Poco antes de mediodía. A unas 12 millas al sur del campamento de una tonelada. Los hemos encontrado. Decir que ha sido un día espantoso sería quedarse corto. No existen palabras para expresar semejante horror. La tienda estaba allí, una media milla al oeste de nuestro camino, cerca de un mojón del año pasado que había quedado tapado. Se hallaba cubierta de nieve y era prácticamente igual que un mojón; sobre el conducto del ventilación había nieve amontonada, lo que nos ha permitido encontrar la puerta.

 

Por el lado del viento estaba tapada por casi un metro de nieve. Justo al lado asomaban dos pares de bastones de esquí, o la mitad de arriba, para ser más preciso, y una caña de bambú que ha resultado ser el mástil del trineo.

 

No intentaré contar lo que les sucedió. Llegaron aquí el 21 de marzo, y el 29 ya había terminado todo.

 

Tampoco intentaré describir lo que había dentro de la tienda. Scott estaba tendido en el centro, Bill a su izquierda, con la cabeza hacia la puerta, y Birdie a su derecha, tendido con los píes en la misma dirección.

 

Bill murió muy tranquilo, con las manos cruzadas sobre el pecho. Birdie también murió tranquilamente.

 

Oates tuvo una muerte francamente admirable. Mañana seguiremos buscando su cadáver. Le alegró saber que su regimiento se sentiría orgulloso de él. Llegaron al polo un mes después que Amundsen.

☆ ☆ ☆

#### [Consigna 1]
Enumera todas las personas nombradas en el relato sobre el hallazgo de la tienda.
#### [Consigna 2]
Reanuda el relato sobre el hallazgo de la tienda justo después de su última frase.

[Filas de datos de anotación de recuadros]

☆ ☆ ☆

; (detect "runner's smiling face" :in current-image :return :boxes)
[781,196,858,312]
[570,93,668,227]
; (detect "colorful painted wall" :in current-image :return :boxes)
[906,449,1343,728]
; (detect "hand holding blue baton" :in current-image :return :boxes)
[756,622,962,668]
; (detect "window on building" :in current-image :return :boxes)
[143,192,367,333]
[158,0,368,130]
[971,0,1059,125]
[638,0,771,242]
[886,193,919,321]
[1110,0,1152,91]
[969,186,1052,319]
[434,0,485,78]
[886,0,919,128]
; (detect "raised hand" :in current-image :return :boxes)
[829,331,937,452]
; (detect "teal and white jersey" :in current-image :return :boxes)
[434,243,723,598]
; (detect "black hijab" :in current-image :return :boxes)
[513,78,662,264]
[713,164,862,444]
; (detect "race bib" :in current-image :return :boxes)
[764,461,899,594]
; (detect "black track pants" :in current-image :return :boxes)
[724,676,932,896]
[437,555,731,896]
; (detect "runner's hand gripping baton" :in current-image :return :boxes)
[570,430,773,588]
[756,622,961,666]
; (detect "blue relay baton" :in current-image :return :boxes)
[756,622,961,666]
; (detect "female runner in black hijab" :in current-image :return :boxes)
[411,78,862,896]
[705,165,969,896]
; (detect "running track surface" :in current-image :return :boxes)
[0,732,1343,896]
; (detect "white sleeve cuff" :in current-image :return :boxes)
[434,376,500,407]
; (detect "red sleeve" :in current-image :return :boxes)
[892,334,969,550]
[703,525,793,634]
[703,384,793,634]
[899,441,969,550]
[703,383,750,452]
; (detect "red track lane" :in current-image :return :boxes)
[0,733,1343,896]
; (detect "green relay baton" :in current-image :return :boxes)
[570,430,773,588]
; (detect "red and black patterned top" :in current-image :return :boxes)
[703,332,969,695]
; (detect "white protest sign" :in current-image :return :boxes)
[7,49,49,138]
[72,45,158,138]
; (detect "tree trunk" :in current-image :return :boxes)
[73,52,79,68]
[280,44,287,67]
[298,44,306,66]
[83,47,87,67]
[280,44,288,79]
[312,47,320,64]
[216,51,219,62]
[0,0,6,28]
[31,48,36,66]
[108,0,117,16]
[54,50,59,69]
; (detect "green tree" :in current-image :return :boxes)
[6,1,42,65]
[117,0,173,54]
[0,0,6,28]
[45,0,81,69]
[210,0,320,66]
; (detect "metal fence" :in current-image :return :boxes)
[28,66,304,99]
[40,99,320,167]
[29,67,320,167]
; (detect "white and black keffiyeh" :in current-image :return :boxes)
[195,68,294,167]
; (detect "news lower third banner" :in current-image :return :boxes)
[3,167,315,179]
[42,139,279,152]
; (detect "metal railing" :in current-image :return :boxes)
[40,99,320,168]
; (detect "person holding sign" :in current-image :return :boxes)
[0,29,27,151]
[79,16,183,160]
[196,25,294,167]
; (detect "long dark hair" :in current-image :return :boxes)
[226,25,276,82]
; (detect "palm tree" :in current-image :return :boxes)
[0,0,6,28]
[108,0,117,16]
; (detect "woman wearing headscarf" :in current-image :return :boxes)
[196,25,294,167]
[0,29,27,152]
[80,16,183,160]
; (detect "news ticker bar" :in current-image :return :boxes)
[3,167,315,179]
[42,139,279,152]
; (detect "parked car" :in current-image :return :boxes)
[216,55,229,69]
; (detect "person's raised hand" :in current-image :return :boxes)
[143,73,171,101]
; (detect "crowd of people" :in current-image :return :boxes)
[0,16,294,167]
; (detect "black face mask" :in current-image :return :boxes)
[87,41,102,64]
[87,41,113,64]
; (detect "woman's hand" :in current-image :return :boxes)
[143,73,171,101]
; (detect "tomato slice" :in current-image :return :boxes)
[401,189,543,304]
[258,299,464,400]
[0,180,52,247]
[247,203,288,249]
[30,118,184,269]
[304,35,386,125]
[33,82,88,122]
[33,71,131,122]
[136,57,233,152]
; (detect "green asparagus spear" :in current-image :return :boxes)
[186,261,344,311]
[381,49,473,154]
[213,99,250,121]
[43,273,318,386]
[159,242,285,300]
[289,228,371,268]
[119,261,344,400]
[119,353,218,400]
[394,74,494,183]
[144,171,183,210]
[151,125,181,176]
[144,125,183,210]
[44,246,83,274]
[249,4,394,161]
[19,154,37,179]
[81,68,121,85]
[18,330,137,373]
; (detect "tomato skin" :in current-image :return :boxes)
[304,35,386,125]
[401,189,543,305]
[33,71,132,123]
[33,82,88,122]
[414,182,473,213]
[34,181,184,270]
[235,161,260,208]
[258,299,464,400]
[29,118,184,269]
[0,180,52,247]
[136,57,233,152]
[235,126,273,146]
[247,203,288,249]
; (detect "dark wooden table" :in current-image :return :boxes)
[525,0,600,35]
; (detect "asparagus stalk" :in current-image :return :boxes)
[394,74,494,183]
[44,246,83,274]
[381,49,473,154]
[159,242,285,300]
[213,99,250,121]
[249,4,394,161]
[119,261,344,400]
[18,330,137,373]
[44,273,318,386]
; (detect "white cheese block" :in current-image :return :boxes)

☆ ☆ ☆

#### [Resultado esperado 1]
Scott, Bill, Birdie, Oates y Amundsen.

#### [Resultado esperado 2]
 

Lo hemos recogido todo: documentos, diarios, etcétera. Entre otras cosas tenían varios carretes de fotos, un cuaderno de meteorología con datos hasta el 13 de marzo y, dadas las circunstancias, un gran número de muestras geológicas. «Lo han conservado todo hasta el último momento.» Es algo magnífico que una persona en semejante situación sea capaz de seguir llevando todas las cosas por las que va a dar la vida. Creo que desde hacía mucho tiempo sabían que su fin estaba próximo. Junto a la cabeza de Scott había tabaco y una bolsa de té.

 

Atkinson nos ha reunido a todos y nos ha leído cómo murió Oates, tal como lo cuenta Scott en su diario. Scott indica expresamente que su deseo es que se sepa. Sus últimas palabras (las de Scott) fueron: «Dios mío, por lo que más quieras, cuida de nuestra gente.»

 

A continuación Atkinson ha leído el pasaje de la Epístola a los Corintios del oficio de difuntos. Probablemente nunca se haya leído esta epístola en catedral tan magnífica y en circunstancias tanimpresionantes, pues se trata de una tumba que hasta un rey envidiaría. Luego hemos rezado unas plegarias del oficio de difuntos y, con la tela del suelo debajo y la tienda encima, les hemos dado sepultura allí mismo, metidos en sus sacos de dormir. Está claro que su trabajo no ha sido en vano.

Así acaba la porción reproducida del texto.